§ **JOB**
Return every line below word for word, without altering, adding, or leaving out anything.
======== TASK INPUT
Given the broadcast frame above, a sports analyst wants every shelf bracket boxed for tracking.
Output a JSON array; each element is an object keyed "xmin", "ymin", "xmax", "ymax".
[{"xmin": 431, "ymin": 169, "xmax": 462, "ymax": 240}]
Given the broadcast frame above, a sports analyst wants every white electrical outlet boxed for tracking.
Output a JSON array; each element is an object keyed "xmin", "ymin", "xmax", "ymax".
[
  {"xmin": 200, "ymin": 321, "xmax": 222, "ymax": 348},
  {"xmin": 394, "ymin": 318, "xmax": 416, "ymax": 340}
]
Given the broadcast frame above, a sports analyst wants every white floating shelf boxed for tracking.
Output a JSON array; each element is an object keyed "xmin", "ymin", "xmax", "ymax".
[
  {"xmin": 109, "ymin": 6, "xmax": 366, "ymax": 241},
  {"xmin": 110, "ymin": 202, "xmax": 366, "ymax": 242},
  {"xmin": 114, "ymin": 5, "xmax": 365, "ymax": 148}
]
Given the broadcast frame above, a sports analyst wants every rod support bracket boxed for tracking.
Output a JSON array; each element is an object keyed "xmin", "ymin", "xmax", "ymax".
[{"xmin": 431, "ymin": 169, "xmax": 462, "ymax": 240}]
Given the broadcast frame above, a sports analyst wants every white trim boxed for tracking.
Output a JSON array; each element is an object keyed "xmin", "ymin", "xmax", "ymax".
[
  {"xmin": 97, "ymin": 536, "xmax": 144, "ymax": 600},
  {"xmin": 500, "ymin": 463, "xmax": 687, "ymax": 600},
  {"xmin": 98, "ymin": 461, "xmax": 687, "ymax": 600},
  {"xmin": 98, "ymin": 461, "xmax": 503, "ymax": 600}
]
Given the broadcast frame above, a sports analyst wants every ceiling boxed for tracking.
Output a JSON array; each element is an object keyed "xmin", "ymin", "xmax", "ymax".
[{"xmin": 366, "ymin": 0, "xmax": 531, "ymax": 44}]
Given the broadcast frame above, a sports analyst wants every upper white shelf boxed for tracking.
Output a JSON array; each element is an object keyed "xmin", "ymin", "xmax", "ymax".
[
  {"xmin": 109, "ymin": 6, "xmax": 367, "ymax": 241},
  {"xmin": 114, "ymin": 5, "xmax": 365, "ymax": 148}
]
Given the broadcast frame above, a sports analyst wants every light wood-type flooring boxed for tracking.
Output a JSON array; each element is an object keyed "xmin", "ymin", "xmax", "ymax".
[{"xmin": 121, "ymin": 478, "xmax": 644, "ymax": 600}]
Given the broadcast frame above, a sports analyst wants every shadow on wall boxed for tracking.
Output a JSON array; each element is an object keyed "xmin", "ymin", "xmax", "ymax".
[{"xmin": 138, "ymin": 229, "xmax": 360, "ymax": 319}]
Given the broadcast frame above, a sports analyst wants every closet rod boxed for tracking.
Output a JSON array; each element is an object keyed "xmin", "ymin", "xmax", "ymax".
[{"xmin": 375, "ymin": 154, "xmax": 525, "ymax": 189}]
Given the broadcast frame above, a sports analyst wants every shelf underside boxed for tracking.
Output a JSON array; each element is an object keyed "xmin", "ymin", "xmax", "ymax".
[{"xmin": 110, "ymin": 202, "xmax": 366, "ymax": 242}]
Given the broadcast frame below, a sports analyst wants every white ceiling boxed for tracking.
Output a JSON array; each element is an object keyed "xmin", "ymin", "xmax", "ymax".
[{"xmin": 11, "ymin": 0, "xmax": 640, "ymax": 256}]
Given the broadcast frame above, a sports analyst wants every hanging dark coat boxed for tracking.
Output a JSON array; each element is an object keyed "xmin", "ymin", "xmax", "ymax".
================
§ **EXERCISE SOLUTION**
Given the broadcast frame above, a sports analyst wants every shelf bracket boxed for tracking.
Output a JSON array; each element is an object keyed "xmin", "ymin", "xmax", "ymax".
[{"xmin": 431, "ymin": 169, "xmax": 462, "ymax": 240}]
Given the broadcast frame above, a sports analyst wants every white electrical outlet boxed for tracking.
Output a JSON array; each element is an object keyed "xmin", "ymin", "xmax", "ymax".
[
  {"xmin": 200, "ymin": 321, "xmax": 222, "ymax": 348},
  {"xmin": 394, "ymin": 318, "xmax": 416, "ymax": 340}
]
Given the broadcast frame above, a sports analyst wants every white floating shelf boxed for tracking.
Output a JSON array; each element is an object keyed "xmin", "ymin", "xmax", "ymax".
[
  {"xmin": 109, "ymin": 6, "xmax": 366, "ymax": 241},
  {"xmin": 110, "ymin": 202, "xmax": 366, "ymax": 242},
  {"xmin": 114, "ymin": 5, "xmax": 365, "ymax": 148}
]
Given the broadcast frame above, a sports analyst wants every rod support bracket boxed for tracking.
Output a JSON array; each element is an object keyed "xmin", "ymin", "xmax", "ymax".
[{"xmin": 431, "ymin": 169, "xmax": 462, "ymax": 240}]
Given the broadcast frame above, a sports analyst wants every white trim boxed for tracking.
Output a JSON array; each element is an object keyed "xmin", "ymin", "xmax", "ymax".
[
  {"xmin": 97, "ymin": 536, "xmax": 144, "ymax": 600},
  {"xmin": 500, "ymin": 463, "xmax": 687, "ymax": 600},
  {"xmin": 98, "ymin": 461, "xmax": 687, "ymax": 600},
  {"xmin": 98, "ymin": 461, "xmax": 503, "ymax": 600}
]
Given the broadcast frame above, a sports analyst wants every ceiling boxed for tracking.
Output a JSON array; each element is an object keyed "xmin", "ymin", "xmax", "ymax".
[{"xmin": 366, "ymin": 0, "xmax": 531, "ymax": 44}]
Given the broadcast frame above, a sports analyst wants every upper white shelf boxed for tracking.
Output a JSON array; each element is an object keyed "xmin", "ymin", "xmax", "ymax".
[
  {"xmin": 109, "ymin": 6, "xmax": 367, "ymax": 241},
  {"xmin": 114, "ymin": 5, "xmax": 365, "ymax": 148}
]
Given the broadcast frame above, a sports analyst wants every light wood-type flooring boxed for tracking.
Output a JSON array; each element is an object keyed "xmin", "ymin", "xmax", "ymax".
[{"xmin": 121, "ymin": 478, "xmax": 644, "ymax": 600}]
Given the broadcast frame above, a sports analyst wants every shadow on wall boxed for tracking.
Output a JSON array; each element is an object keyed "xmin", "ymin", "xmax", "ymax".
[{"xmin": 138, "ymin": 229, "xmax": 360, "ymax": 319}]
Given the broadcast frame above, a sports analyst wants every closet rod boxed for tracking.
Output a JSON array; each element is an object keyed "xmin", "ymin", "xmax", "ymax".
[{"xmin": 375, "ymin": 154, "xmax": 525, "ymax": 189}]
Given the broadcast frame above, a sports analyst wants every shelf underside boxed for tracking.
Output a JSON array; each element is an object keyed "xmin", "ymin", "xmax", "ymax".
[{"xmin": 110, "ymin": 202, "xmax": 366, "ymax": 242}]
Given the broadcast frame below, a sports analyst wants every white ceiling boxed for tracking.
Output a JSON array; each element is an object keyed "xmin", "ymin", "xmax", "ymax".
[{"xmin": 11, "ymin": 0, "xmax": 640, "ymax": 256}]
Given the broadcast frame above, a sports analyst wants every hanging dark coat boxed for tracking.
Output a JSON array; each element is an object keyed "xmin", "ymin", "xmax", "ymax".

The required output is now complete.